Task statement: Count the lines in the records below that contain the string "slat". Reply with the number alone.

Entries for pointing and labeling:

● ● ●

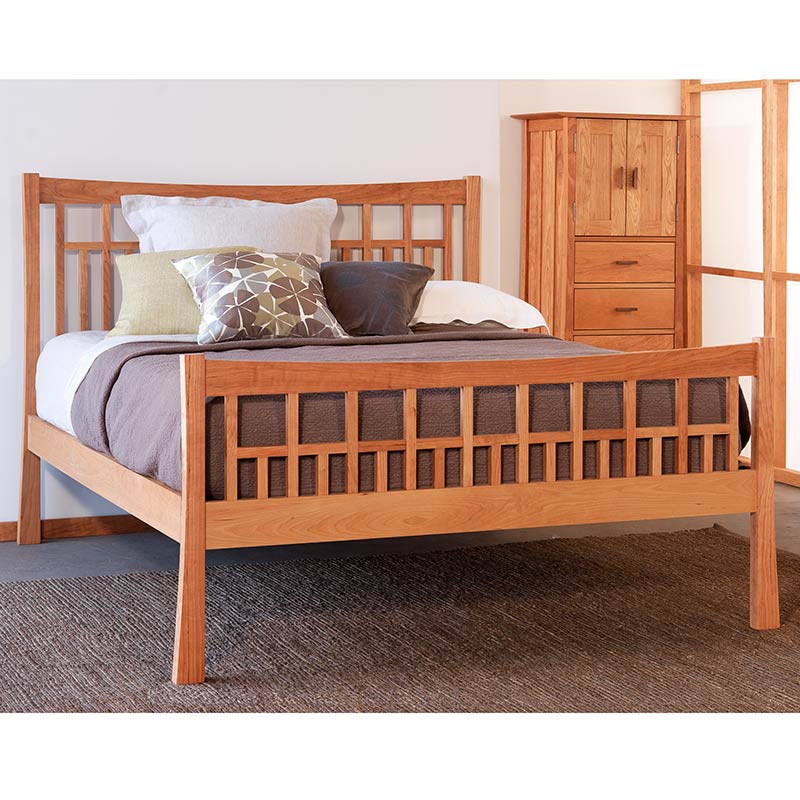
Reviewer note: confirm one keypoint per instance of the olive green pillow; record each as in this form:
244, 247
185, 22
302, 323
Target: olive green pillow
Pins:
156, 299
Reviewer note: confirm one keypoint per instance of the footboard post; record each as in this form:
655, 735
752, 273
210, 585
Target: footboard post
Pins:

● ● ●

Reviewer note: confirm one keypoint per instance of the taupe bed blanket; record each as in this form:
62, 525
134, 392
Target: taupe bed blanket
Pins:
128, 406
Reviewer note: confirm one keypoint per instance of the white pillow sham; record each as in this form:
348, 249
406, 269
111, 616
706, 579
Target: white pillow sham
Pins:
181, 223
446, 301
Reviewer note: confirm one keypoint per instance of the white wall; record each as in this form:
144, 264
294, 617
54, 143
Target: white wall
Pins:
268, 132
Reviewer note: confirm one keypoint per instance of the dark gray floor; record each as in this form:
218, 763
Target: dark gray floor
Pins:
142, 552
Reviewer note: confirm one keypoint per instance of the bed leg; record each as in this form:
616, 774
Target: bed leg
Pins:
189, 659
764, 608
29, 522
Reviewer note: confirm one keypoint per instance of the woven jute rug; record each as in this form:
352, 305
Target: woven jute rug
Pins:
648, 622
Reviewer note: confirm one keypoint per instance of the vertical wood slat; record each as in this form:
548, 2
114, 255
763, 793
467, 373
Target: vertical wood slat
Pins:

● ● ●

Solution to this problem: 2